■ To do ■
1. Using the power plant tender article, answer these:
(a) What SFC did the evaluation committee award the Centum-led team?
(b) Which two lawyers represented the Shanghai consortium?
(c) How much more did Mr Ngatia claim Kenyans would pay if the tender were awarded as it stood?
2. Write out the part of the power plant tender article starting with "The two consortiums" and going on through "of the audience.", word for word.

■ Text to read ■
◇ ◇ ◇ ◇

The chairman of the tender evaluation committee Simon Ngure ignited the spat as he took the bidders through the process indicating that a consortium led by Centum Investment — a public listed company that Mr Kirubi chairs — and Gulf Energy had clinched the deal.
The briefing revealed that the Centum/Gulf Energy consortium had performed better than the two other bidders led by Shanghai Electric Power Company and HCIG Energy. Nairobi lawyers Ahmednasir Abdullahi and Fred Ngatia represented the Shanghai consortium.
Mr Ngure had presented tender evaluation results showing that the Centum-led consortium had presented the most favourable Specific Fuel Consumption (SFC) — a key determinant of the final Power Purchase Agreement because it defines the plant’s fuel efficiency which is critical in setting the cost of utility for consumers. Mr Ngure said the evaluation committee had awarded the Centum-led team an SFC of 0.42 kilogramme per Kilowatt Hour (KWh) against 0.43 for Shanghai and HCIG groups.
The war of words between Mr Abdullahi and Mr Kirubi began after Mr Ngure announced that the tender committee had not concluded the overall cost analysis of the financial bids presented by the two rival consortiums because they used a coal standard that was not in the tender document.
The two consortiums were found to have used the international coal standard of 29,000 kilojoules per kg (Kj/kg instead of the South African benchmark of 21,000 kj/kg specified in the tender document. Mr Abdullahi fired the first salvo when he accused the tender committee of making deliberate effort to award the contract to the Centum-led consortium.
“When you look at the evaluation process there is constant excuse-making for the Gulf Energy consortium,” Mr Abdullahi, who is representing the Shanghai group said, drawing applause from a section of the audience.
Mr Ngatia, also representing Shanghai, waded into the controversy, accusing the committee of siding with the Centum-led group and asked for fairness. “Each bid evaluation should be purely on merit and not reverse psychology... once you tell a bidder you passed the technical stage that is the end,” he said.
“You risk running into litigation because you will be telling Kenyans to pay Sh19 billion more by awarding the tender as it is currently,” Mr Ngatia claimed, drawing the ire of Mr Kirubi who fired back accusing the two lawyers of misleading the public.

◇ ◇ ◇ ◇

■ Dataset entries ■
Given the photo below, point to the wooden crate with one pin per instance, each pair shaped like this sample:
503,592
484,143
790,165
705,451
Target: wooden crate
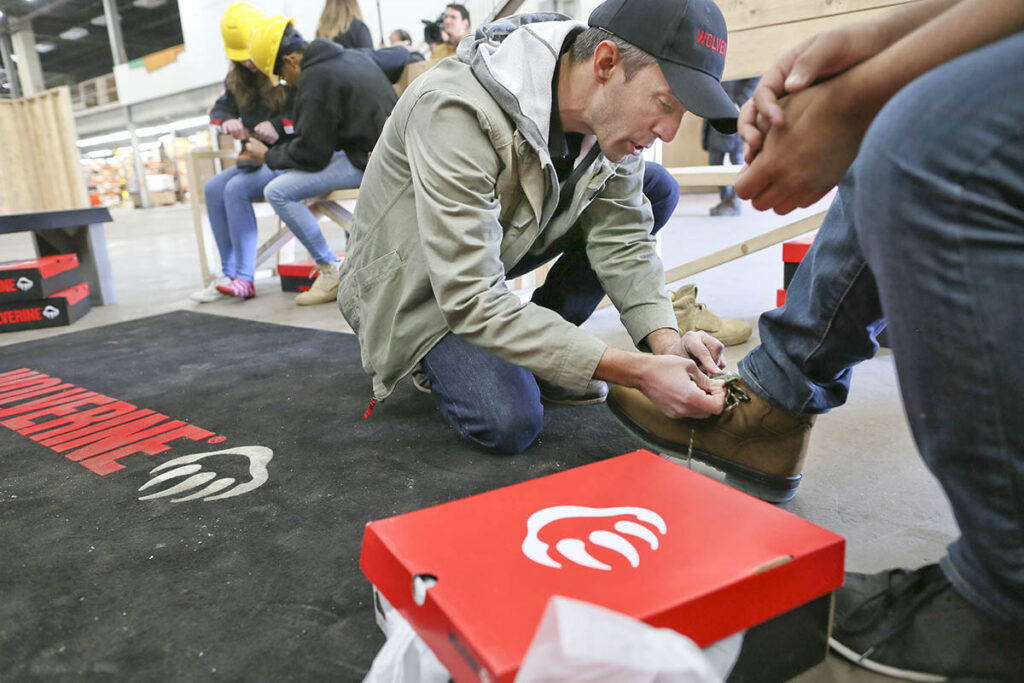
39,160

◇ ◇ ◇ ◇

■ Solutions in order ■
1.
(a) 0.42 kilogramme per Kilowatt Hour (KWh)
(b) Ahmednasir Abdullahi and Fred Ngatia
(c) Sh19 billion

2.
The two consortiums were found to have used the international coal standard of 29,000 kilojoules per kg (Kj/kg instead of the South African benchmark of 21,000 kj/kg specified in the tender document. Mr Abdullahi fired the first salvo when he accused the tender committee of making deliberate effort to award the contract to the Centum-led consortium.
“When you look at the evaluation process there is constant excuse-making for the Gulf Energy consortium,” Mr Abdullahi, who is representing the Shanghai group said, drawing applause from a section of the audience.